> [Task brief]
Copy the part of the material that opens with the line containing "Where can the gas" and continues through the end, reproducing each line word for word.

═════ Data lines ═════

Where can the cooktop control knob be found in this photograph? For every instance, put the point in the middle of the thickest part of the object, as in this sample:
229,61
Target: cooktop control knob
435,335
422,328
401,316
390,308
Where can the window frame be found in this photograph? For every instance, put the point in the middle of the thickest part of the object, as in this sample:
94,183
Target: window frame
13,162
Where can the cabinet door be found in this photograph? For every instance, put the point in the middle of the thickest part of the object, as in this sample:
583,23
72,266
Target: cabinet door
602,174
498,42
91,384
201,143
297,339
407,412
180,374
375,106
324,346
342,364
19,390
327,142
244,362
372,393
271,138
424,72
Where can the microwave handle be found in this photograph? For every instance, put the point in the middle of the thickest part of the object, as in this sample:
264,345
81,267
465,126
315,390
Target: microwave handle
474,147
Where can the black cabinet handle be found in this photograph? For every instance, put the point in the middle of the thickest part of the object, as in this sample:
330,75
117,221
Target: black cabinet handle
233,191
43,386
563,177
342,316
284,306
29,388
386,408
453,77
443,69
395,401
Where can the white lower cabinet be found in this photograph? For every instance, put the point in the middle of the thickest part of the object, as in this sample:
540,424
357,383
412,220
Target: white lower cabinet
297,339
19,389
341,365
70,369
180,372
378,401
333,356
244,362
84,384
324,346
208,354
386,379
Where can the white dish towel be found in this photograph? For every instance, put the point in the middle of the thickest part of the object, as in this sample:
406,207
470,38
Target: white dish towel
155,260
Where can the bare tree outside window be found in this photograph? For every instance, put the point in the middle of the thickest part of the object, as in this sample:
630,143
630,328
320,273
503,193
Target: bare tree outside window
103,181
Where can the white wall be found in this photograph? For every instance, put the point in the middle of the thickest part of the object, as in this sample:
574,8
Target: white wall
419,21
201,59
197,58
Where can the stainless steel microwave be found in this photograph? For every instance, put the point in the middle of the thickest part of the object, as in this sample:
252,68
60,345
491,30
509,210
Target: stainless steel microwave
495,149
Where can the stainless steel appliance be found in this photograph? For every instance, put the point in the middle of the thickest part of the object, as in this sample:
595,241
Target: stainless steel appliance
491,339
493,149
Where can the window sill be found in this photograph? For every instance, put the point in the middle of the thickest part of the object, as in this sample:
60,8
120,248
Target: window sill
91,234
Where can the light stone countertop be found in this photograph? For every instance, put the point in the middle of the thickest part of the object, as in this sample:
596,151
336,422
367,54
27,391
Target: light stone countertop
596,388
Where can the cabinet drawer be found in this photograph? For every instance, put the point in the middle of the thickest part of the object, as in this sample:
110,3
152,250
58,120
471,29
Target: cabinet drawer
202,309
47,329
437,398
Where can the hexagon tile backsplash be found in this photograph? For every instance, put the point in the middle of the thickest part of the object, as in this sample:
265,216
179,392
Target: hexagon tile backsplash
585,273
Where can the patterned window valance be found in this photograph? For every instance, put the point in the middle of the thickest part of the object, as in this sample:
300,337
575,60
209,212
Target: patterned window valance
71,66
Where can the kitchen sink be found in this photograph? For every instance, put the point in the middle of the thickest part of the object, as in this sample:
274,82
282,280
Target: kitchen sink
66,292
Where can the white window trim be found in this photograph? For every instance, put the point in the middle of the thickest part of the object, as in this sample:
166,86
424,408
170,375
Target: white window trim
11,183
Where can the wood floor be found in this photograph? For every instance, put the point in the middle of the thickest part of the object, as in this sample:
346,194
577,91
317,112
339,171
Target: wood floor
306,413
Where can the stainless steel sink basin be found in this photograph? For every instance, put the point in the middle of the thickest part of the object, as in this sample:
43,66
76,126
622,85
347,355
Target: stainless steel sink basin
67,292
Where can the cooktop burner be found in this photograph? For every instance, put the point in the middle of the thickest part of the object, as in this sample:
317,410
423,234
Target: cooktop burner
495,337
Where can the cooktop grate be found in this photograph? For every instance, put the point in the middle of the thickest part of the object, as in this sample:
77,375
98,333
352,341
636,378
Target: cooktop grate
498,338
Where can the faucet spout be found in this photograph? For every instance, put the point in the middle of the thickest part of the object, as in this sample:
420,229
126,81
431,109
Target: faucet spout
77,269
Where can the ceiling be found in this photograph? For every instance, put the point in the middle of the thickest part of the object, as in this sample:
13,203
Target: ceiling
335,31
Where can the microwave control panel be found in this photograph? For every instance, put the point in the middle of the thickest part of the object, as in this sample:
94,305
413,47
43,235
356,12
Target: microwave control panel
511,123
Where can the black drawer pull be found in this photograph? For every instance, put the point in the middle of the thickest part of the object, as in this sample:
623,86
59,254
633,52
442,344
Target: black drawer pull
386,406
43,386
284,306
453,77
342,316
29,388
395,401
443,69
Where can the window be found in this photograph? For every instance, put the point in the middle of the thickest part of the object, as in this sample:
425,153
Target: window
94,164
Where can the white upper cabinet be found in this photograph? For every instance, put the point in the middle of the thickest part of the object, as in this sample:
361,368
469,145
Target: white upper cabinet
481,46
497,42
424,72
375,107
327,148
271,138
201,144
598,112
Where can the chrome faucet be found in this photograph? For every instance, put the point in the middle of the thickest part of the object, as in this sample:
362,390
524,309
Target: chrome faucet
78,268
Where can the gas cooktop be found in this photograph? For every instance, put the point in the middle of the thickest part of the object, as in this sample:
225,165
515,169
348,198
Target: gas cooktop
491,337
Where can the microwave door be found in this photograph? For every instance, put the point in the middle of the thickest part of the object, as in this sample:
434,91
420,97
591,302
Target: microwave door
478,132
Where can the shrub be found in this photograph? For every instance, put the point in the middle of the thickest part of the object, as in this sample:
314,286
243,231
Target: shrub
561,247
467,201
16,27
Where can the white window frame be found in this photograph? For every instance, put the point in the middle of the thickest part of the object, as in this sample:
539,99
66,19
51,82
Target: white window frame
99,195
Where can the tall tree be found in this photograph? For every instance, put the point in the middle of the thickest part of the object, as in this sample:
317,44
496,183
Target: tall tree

═════

> [The output]
Where can the gas cooktop be found in this photograph? For every instance, put the point in the middle of the thickest part of the object, as in this sample:
225,165
515,169
348,198
Target: gas cooktop
491,337
Where can the microwave door be found in this photograph? For every instance, put the point in the middle of the thickest part of the object, as in this sample:
434,91
420,97
591,302
Target: microwave door
478,132
Where can the shrub be found in this photograph? For every instance, put the point in the middle of the thickest part of the object, as in this sample:
314,286
243,231
Target: shrub
561,247
467,201
16,27
Where can the white window frame be found in this photograph? For every instance, put the point in the middle of the thickest part of the object, as in this sample:
539,99
66,19
51,82
Target: white window frame
99,195
Where can the tall tree be found in this photograph? For every instance, put the point in the middle of the thickest part of the object, as in this sample:
317,44
496,183
Target: tall tree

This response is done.